Trekken aan het smalle koord
Wessel ten Boom en Willem Maarten Dekker enerzijds, Coen Constandse en Udo Doedens anderzijds, hebben in de discussie over het ambt het koord strak aangetrokken. De eersten pleiten voor het bijzondere ambt dat belegd wordt bij de predikant als blijvende gestalte tegenover de gemeente. De tweeden zien wel een rol weggelegd voor een bijzonder ambt maar alleen voor zover het permanent opkomt uit de gemeente en daarin ondergaat. Beide bijdragen zijn provocatief, zoals goede theologie dat moet zijn. Graag voldoe ik aan het verzoek van de redactie mijn ei te leggen. Als het om het ambt gaat, blijf je met twee woorden spreken. Dat zal ik dan ook doen. En vooruit, in negen punten.
1) Het dubbele wonder van het Nieuwe Testament is Jezus Christus en de kerk. De kerk is de zichtbare uitstraling van Christus in deze wereld. Jezus Christus heeft zijn leven gegeven voor de wereld en de voorlopige uitkomst daarvan is de kerk. Met kerk bedoel ik de gemeenschap van broeders en zusters, die gezamenlijk leven door de dood en opstanding van Christus. Na Christus en de kerk als geloofsgemeenschap komt het ambt pas op de derde plaats.

■ Verstrekte gegevens
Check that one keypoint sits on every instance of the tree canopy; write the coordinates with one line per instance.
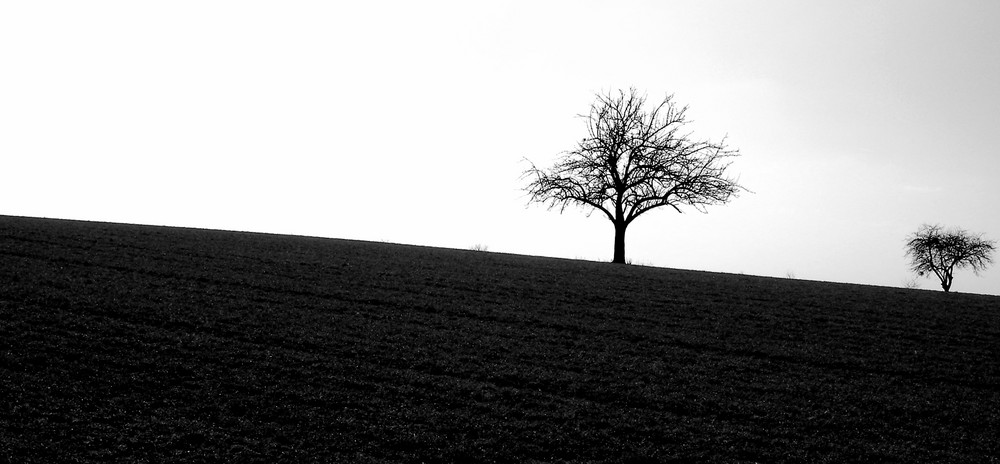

■ Uit te voeren taken
**A)** Beantwoord de volgende vragen over de tekst over het ambt:
(i) Welke twee personen pleiten voor het bijzondere ambt dat bij de predikant wordt belegd?
(ii) In hoeveel punten wordt de bijdrage volgens de inleiding uiteengezet?
(iii) Op welke plaats komt het ambt volgens punt 1?
**B)** Schrijf uit de tekst over het ambt het gedeelte van "Trekken aan het" tot en met "in negen punten." woordelijk over.

■ Overzicht van antwoorden
**A)**
(i) Wessel ten Boom en Willem Maarten Dekker.
(ii) In negen punten.
(iii) Pas op de derde plaats, na Christus en de kerk als geloofsgemeenschap.

**B)**
Trekken aan het smalle koord
Wessel ten Boom en Willem Maarten Dekker enerzijds, Coen Constandse en Udo Doedens anderzijds, hebben in de discussie over het ambt het koord strak aangetrokken. De eersten pleiten voor het bijzondere ambt dat belegd wordt bij de predikant als blijvende gestalte tegenover de gemeente. De tweeden zien wel een rol weggelegd voor een bijzonder ambt maar alleen voor zover het permanent opkomt uit de gemeente en daarin ondergaat. Beide bijdragen zijn provocatief, zoals goede theologie dat moet zijn. Graag voldoe ik aan het verzoek van de redactie mijn ei te leggen. Als het om het ambt gaat, blijf je met twee woorden spreken. Dat zal ik dan ook doen. En vooruit, in negen punten.